Border Collie Rescue is an animal welfare organisation and not one who's priority is animal rights.
We work within the current UK structure of animal law and our job, which is the same as all other animal welfare and rescue organisations, is to clear up the mess and assist the victims.
We are overloaded and will remains so as long as the current structure and attitude remains.

It would be illogical and irresponsible for us not to call for, and support, change and join with those who campaign to encourage people to alter their relationship with animals from one of exploitation and harm to one of respect and compassion.
The issue is one of animal welfare because suffering is involved and the prvention of suffering and education to prevent it falls squarely within our remit.

We have noted over many years that some people seeking the companionship of animals are more concerned about their rights to own and control the life of a companion animal than any obligations that come with it which makes them responsible to allow an animal to lead a life natural to its inherent instincts and needs.

We are sad to observe that many prominent individuals and organisations that have considerable influence over public opinion in matters relating to the keeping of companion animals do not use their influence to promote good welfare practices, unbiased understanding and sensible breeding programs.
Much of what is promoted is for personal gain - be it power, financial or celebrity based gain. Financial gain is uppremost.

There is little altruism in our Nation of Animal Lovers

It is quite shocking to us that the UK still does not ratify the European Convention for the Protection of Pet Animals.
The UK is supposed to be a leader in the field of animal welfare practices and yet none of our governments have seen fit to sign this convention. We have the 2006 animal welfare act which the government deems to be sufficient but it is dysfuntional and carries no statutory obligation for any organisation, government body or individual to enforce it.

Why not? - We should ask.

It is disturbing that animals have no legal rights in the UK and that efforts to legislate some basic rights through an animal welfare bill is fought and thwarted at every level and will probably not be allowed to pass onto our statute books until it has become so watered down and difficult to implement as to be virtually useless.

### DATA FOR REVIEW
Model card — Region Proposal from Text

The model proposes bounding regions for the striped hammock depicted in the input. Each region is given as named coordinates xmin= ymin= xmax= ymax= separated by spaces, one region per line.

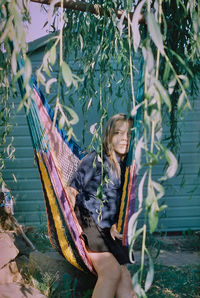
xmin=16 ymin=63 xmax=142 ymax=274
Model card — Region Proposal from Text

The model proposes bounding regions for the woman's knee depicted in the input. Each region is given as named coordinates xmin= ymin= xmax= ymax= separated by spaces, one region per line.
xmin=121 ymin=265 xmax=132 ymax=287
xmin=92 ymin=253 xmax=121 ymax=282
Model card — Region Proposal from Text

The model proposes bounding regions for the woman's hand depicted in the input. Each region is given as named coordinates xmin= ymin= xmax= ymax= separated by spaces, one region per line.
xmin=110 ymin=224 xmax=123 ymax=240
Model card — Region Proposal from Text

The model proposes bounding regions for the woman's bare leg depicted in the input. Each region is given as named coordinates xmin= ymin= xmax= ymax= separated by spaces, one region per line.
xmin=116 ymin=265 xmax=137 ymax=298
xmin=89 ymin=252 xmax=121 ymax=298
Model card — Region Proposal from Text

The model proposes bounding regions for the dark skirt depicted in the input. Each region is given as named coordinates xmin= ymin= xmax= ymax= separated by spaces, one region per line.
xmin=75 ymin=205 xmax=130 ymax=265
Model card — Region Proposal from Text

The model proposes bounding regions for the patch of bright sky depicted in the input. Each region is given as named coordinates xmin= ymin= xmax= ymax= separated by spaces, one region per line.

### WORK ORDER 1
From the Border Collie Rescue statement above, reproduce the passage from "We have noted" up to and including "gain is uppremost.".
### WORK ORDER 2
Answer these about the Border Collie Rescue statement above:
(a) Does the organization describe itself as an animal welfare organization or as one whose priority is animal rights?
(b) Of the kinds of personal gain it names, which does the statement say is uppermost?
(c) Which convention does the statement say the UK still does not ratify?

### ANSWER SPACE 1
We have noted over many years that some people seeking the companionship of animals are more concerned about their rights to own and control the life of a companion animal than any obligations that come with it which makes them responsible to allow an animal to lead a life natural to its inherent instincts and needs.

We are sad to observe that many prominent individuals and organisations that have considerable influence over public opinion in matters relating to the keeping of companion animals do not use their influence to promote good welfare practices, unbiased understanding and sensible breeding programs.
Much of what is promoted is for personal gain - be it power, financial or celebrity based gain. Financial gain is uppremost.

### ANSWER SPACE 2
(a) An animal welfare organization.
(b) Financial gain.
(c) The European Convention for the Protection of Pet Animals.